Point-per-instance localization data ->
# # # # # # #

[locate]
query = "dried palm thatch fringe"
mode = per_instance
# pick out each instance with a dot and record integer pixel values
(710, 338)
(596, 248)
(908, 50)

# # # # # # #

An exact transcription of all the records is required.

[locate]
query = "dried palm thatch fringe"
mode = per_instance
# pick out each instance with a dot and record integer pixel values
(710, 338)
(596, 248)
(908, 50)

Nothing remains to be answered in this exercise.